**Text section:**
India’s Inox Wind sees revenues rocket as ‘hard work starts to pay off’
Turbine maker has seen its revenue, profits and share price soar in last year as it emerges as a major force in Indian wind sector
Inox Wind has seen its revenues jump 85% and profits surge in its Q1 results, as the Indian wind turbine maker continues its post-pandemic revival on the back of a series of major orders.
Inox, part of the INOXGFL Group conglomerate, today announced what it said was the “best Q1 financial performance” in its history.
Its largest ever order book – 2.9GW, up 254% year on year – provides “huge revenue growth visibility,” said the OEM.
“The hard work of [the] last several years has started to yield results,” said Devansh Jain, executive director of INOXGFL Group.
“We are now on the runway ready for take-off on the massive growth journey ahead, buoyed by the strong macro tailwinds.”
Its consolidated revenue rose from 3.5bn rupees ($42m) in last year’s Q1 period, which runs from April to June in India, to 6.5bn rupees this year, an 85% jump.
Its consolidated earnings before interest, taxes, depreciation and amortisation (Ebitda) are up from 350m rupees year on year to 1.57bn rupees this last quarter – a 349% increase.
Inox Wind has also received a 9bn rupee cash injection from its parent entity, which Jain said has made the OEM “net cash positive” and strengthened its balance sheet to “capitalise on the multi-decadal opportunity in the Indian wind sector.”
Following the Indian market's revival from the pandemic, Inox has emerged as one of its three major turbine makers. China’s Envision is the dominant force, with a 40.6% market share of placed orders, with another local player, Suzlon, on 19.7% and Inox on 15%.
Inox’s recent revival has sent its share price soaring. It currently stands at 174 rupees, having cratered to 4 rupees during the pandemic.
Inox CEO Kailash Tarachandani said that with manufacturing capacities and supply chain now in place, and with a large, diversified order book, “we are looking at a massive scale up in operations.”

**Exercises to complete:**
[a] Retype the article on Inox Wind from "Its consolidated earnings" to "a 349% increase.".
[b] Answer these questions from the article on Inox Wind:
(i) How large is Inox Wind's order book?
(ii) What market share of placed orders does Suzlon hold?
(iii) How low did Inox's share price fall during the pandemic?
[c] Summarize the article on Inox Wind in two sentences.

**Records shown:**
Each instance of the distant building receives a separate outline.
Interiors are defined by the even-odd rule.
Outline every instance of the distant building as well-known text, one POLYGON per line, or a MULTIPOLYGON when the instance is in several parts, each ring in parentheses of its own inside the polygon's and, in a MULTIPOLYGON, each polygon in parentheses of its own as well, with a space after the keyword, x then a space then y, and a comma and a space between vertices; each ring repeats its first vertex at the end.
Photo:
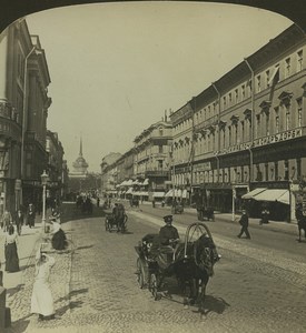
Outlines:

**Answers for the tasks:**
[a]
Its consolidated earnings before interest, taxes, depreciation and amortisation (Ebitda) are up from 350m rupees year on year to 1.57bn rupees this last quarter – a 349% increase.

[b]
(i) 2.9GW, up 254% year on year.
(ii) 19.7%.
(iii) 4 rupees.

[c] Indian turbine maker Inox Wind reported its best Q1 ever, with consolidated revenue up 85% to 6.5bn rupees, Ebitda up 349% to 1.57bn rupees, and a record 2.9GW order book. Backed by a 9bn rupee cash injection from its parent, the company has become one of India's three major turbine makers, and its share price has climbed to 174 rupees from a pandemic low of 4 rupees.